## Task
Copy out the data below, replacing "keypoint" with "marker" wherever it occurs and leaving everything else unchanged.

Saved data entries:
****************
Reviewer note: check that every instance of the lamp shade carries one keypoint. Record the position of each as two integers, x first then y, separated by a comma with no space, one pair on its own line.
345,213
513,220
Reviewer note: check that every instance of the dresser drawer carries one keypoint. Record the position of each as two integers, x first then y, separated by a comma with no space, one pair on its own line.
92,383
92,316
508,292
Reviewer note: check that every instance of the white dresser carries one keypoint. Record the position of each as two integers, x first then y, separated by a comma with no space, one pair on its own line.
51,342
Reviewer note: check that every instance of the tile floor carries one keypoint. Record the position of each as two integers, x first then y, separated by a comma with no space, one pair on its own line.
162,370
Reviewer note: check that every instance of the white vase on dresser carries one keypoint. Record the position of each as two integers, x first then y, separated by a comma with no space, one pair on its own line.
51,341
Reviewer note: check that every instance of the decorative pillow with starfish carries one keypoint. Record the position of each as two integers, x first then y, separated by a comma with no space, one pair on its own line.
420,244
****************
## Task result
Reviewer note: check that every instance of the lamp shade carries one marker. Record the position of each as two integers, x first then y, separated by a comma with no space, one pair on its own line.
345,213
513,220
Reviewer note: check that every instance of the dresser drawer carries one marker. Record the position of each as two integers, x first then y, separated by a comma with no space, one pair on its own line.
92,383
92,316
508,292
Reviewer note: check that every instance of the white dresser carries one marker. Record the position of each as two integers, x first then y, separated by a comma with no space, one pair on its own line.
51,342
Reviewer note: check that every instance of the tile floor carries one marker. Record the position of each as two integers, x first then y, separated by a comma with no space, one pair on its own line.
162,370
Reviewer note: check that every instance of the white vase on dresser carries one marker. Record the position of each as two integers, x first then y, separated by a comma with no space, one pair on its own line.
51,341
Reviewer note: check that every instance of the decorative pillow with starfish carries one marker. Record the position of each as two integers, x first then y, separated by a comma with no space, one pair on its own line.
420,244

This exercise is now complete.